§ **YOUR GOAL**
Skip the images and return the records below exactly.

§ **EXTRACTED MATERIAL**
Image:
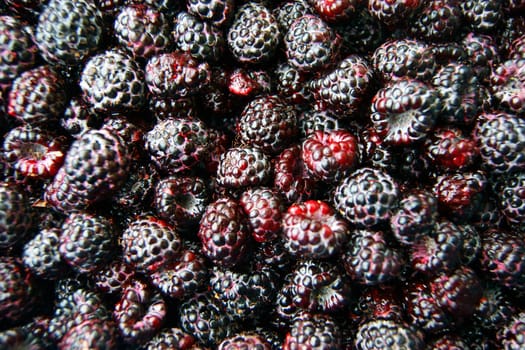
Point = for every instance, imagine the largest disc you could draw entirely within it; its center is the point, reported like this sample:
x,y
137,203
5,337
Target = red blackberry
x,y
263,208
405,111
224,232
508,85
414,217
37,96
503,257
343,89
33,152
311,44
142,30
312,229
149,244
177,145
242,167
404,58
140,313
17,50
254,34
366,197
176,73
501,138
86,242
183,277
268,122
202,40
330,156
113,82
370,260
387,334
69,31
313,331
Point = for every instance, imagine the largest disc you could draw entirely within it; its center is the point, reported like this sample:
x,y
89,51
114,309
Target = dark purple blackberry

§ **OUTPUT OF THE EXERCISE**
Image:
Point = for every instance, imagine the largest disc you could draw entirely within it; its center is the point, reported like this sample:
x,y
137,203
5,337
Target = red blackberry
x,y
263,208
405,111
224,232
508,85
414,217
37,96
503,257
343,89
33,152
311,44
142,30
312,229
149,244
177,145
242,167
404,58
140,313
17,50
254,34
366,197
176,73
501,138
86,242
183,277
268,122
202,40
330,156
113,82
370,260
387,334
69,31
313,331
Point = for every instance, imagine the largest disc you could draw entirely within it; its center is the point, reported like this sample:
x,y
89,51
114,309
Target = dark purple blackberry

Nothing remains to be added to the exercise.